** start ENTRIES SHOWN **
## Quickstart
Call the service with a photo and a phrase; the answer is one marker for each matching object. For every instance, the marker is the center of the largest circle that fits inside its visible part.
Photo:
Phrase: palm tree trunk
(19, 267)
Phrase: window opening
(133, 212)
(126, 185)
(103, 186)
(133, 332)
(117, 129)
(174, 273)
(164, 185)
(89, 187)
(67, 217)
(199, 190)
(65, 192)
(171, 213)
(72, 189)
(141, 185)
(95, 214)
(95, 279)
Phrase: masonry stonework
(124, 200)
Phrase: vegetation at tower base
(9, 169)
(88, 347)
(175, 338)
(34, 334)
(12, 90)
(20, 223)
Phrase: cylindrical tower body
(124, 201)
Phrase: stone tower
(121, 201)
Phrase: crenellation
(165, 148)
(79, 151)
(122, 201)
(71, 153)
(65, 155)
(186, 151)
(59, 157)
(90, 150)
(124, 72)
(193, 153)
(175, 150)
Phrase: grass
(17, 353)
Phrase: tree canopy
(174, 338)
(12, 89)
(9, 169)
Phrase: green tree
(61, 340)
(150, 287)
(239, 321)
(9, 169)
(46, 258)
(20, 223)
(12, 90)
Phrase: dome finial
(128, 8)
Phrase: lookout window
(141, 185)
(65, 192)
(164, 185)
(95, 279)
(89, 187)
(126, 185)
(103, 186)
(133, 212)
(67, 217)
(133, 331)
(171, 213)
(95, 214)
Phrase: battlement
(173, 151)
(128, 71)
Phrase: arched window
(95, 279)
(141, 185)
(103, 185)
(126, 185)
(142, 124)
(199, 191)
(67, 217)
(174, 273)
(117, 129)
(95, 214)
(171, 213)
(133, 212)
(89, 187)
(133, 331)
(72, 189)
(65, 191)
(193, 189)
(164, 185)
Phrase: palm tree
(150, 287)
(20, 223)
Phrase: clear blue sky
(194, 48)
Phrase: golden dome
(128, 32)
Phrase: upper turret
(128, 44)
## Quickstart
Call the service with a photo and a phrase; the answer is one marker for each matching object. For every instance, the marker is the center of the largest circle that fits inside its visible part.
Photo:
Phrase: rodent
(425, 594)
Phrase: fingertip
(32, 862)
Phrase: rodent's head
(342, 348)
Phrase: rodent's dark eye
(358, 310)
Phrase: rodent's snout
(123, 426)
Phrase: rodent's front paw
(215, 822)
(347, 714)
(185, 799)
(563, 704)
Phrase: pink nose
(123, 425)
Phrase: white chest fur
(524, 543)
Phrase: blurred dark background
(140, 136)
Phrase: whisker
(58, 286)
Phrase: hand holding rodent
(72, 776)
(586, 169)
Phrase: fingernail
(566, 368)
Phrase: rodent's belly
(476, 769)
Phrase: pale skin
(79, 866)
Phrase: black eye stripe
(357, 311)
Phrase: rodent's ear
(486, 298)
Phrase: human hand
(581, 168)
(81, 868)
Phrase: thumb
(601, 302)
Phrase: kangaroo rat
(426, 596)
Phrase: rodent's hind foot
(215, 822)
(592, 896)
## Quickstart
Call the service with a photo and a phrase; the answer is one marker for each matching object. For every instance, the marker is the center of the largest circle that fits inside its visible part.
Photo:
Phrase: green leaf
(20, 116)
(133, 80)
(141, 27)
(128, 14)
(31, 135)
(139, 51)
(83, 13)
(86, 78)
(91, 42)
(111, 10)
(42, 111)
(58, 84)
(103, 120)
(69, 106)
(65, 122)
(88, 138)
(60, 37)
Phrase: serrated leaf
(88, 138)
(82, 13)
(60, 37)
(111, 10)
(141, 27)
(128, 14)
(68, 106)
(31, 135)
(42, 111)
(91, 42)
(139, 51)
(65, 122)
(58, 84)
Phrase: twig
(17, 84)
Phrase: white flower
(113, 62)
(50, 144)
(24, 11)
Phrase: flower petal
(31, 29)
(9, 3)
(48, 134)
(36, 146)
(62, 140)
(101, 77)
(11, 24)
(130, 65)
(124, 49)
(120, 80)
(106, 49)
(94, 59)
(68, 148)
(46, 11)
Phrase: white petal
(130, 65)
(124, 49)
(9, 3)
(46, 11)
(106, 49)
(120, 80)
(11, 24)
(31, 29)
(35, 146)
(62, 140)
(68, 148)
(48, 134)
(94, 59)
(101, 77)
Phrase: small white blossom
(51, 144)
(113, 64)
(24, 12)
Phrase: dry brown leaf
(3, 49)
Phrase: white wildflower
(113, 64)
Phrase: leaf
** end ENTRIES SHOWN **
### TO DO
Render all of the records above as a numbered list, leaving out any blank lines.

### REPLY TO THE EXERCISE
1. ## Quickstart
2. Call the service with a photo and a phrase; the answer is one marker for each matching object. For every instance, the marker is the center of the largest circle that fits inside its visible part.
3. Photo:
4. Phrase: palm tree trunk
5. (19, 267)
6. Phrase: window opening
7. (133, 212)
8. (126, 185)
9. (103, 186)
10. (133, 332)
11. (117, 129)
12. (174, 273)
13. (164, 185)
14. (89, 187)
15. (67, 217)
16. (199, 190)
17. (65, 192)
18. (171, 213)
19. (72, 189)
20. (141, 185)
21. (95, 214)
22. (95, 279)
23. Phrase: masonry stonework
24. (124, 200)
25. Phrase: vegetation at tower base
26. (9, 169)
27. (88, 347)
28. (175, 338)
29. (34, 334)
30. (12, 90)
31. (20, 223)
32. Phrase: cylindrical tower body
33. (124, 201)
34. Phrase: stone tower
35. (121, 201)
36. Phrase: crenellation
37. (165, 148)
38. (79, 151)
39. (122, 201)
40. (71, 153)
41. (65, 155)
42. (186, 151)
43. (59, 157)
44. (90, 150)
45. (124, 72)
46. (193, 153)
47. (175, 150)
48. Phrase: grass
49. (17, 353)
50. Phrase: tree canopy
51. (174, 338)
52. (12, 89)
53. (9, 169)
54. Phrase: green tree
55. (61, 340)
56. (150, 287)
57. (239, 321)
58. (9, 169)
59. (46, 258)
60. (20, 223)
61. (12, 90)
62. Phrase: dome finial
63. (128, 8)
64. Phrase: lookout window
65. (141, 185)
66. (65, 192)
67. (164, 185)
68. (95, 279)
69. (89, 187)
70. (126, 185)
71. (103, 186)
72. (133, 212)
73. (67, 217)
74. (133, 331)
75. (171, 213)
76. (95, 214)
77. Phrase: battlement
78. (173, 151)
79. (128, 71)
80. Phrase: arched window
81. (95, 279)
82. (141, 185)
83. (103, 185)
84. (126, 185)
85. (142, 124)
86. (199, 191)
87. (67, 217)
88. (174, 273)
89. (117, 129)
90. (95, 214)
91. (171, 213)
92. (133, 212)
93. (89, 187)
94. (133, 331)
95. (72, 189)
96. (65, 191)
97. (193, 189)
98. (164, 185)
99. Phrase: palm tree
100. (150, 287)
101. (20, 223)
102. Phrase: clear blue sky
103. (194, 48)
104. Phrase: golden dome
105. (128, 32)
106. Phrase: upper turret
107. (128, 44)
108. ## Quickstart
109. Call the service with a photo and a phrase; the answer is one marker for each matching object. For every instance, the marker is the center of the largest circle that fits inside its visible part.
110. Photo:
111. Phrase: rodent
112. (425, 594)
113. Phrase: fingertip
114. (32, 862)
115. Phrase: rodent's head
116. (342, 348)
117. Phrase: rodent's dark eye
118. (358, 310)
119. Phrase: rodent's snout
120. (123, 426)
121. Phrase: rodent's front paw
122. (215, 822)
123. (347, 714)
124. (185, 799)
125. (563, 704)
126. Phrase: pink nose
127. (123, 425)
128. Phrase: white chest fur
129. (524, 543)
130. Phrase: blurred dark background
131. (140, 136)
132. Phrase: whisker
133. (58, 286)
134. Phrase: hand holding rodent
135. (72, 776)
136. (586, 169)
137. Phrase: fingernail
138. (566, 368)
139. Phrase: rodent's belly
140. (476, 769)
141. Phrase: pale skin
142. (79, 866)
143. Phrase: black eye stripe
144. (357, 311)
145. Phrase: rodent's ear
146. (486, 298)
147. Phrase: human hand
148. (581, 168)
149. (81, 868)
150. Phrase: thumb
151. (601, 302)
152. Phrase: kangaroo rat
153. (426, 596)
154. Phrase: rodent's hind foot
155. (215, 822)
156. (592, 896)
157. ## Quickstart
158. Call the service with a photo and a phrase; the answer is one marker for each matching object. For every instance, the marker is the center of the largest circle that fits inside its visible part.
159. Photo:
160. Phrase: green leaf
161. (20, 116)
162. (133, 80)
163. (141, 27)
164. (128, 14)
165. (31, 135)
166. (139, 51)
167. (83, 13)
168. (86, 78)
169. (91, 42)
170. (111, 10)
171. (42, 111)
172. (58, 84)
173. (103, 120)
174. (69, 106)
175. (65, 122)
176. (88, 138)
177. (60, 37)
178. Phrase: serrated leaf
179. (88, 138)
180. (82, 13)
181. (60, 37)
182. (111, 10)
183. (141, 27)
184. (128, 14)
185. (68, 106)
186. (31, 135)
187. (42, 111)
188. (91, 42)
189. (139, 51)
190. (65, 122)
191. (58, 84)
192. Phrase: twig
193. (17, 84)
194. Phrase: white flower
195. (113, 62)
196. (50, 144)
197. (24, 11)
198. Phrase: flower petal
199. (31, 29)
200. (9, 3)
201. (48, 134)
202. (36, 146)
203. (62, 140)
204. (101, 77)
205. (11, 24)
206. (130, 65)
207. (124, 49)
208. (120, 80)
209. (106, 49)
210. (94, 59)
211. (68, 148)
212. (46, 11)
213. Phrase: white petal
214. (130, 65)
215. (124, 49)
216. (9, 3)
217. (46, 11)
218. (106, 49)
219. (120, 80)
220. (11, 24)
221. (31, 29)
222. (35, 146)
223. (62, 140)
224. (68, 148)
225. (48, 134)
226. (94, 59)
227. (101, 77)
228. Phrase: small white blossom
229. (51, 144)
230. (113, 64)
231. (24, 12)
232. Phrase: dry brown leaf
233. (3, 49)
234. Phrase: white wildflower
235. (113, 64)
236. Phrase: leaf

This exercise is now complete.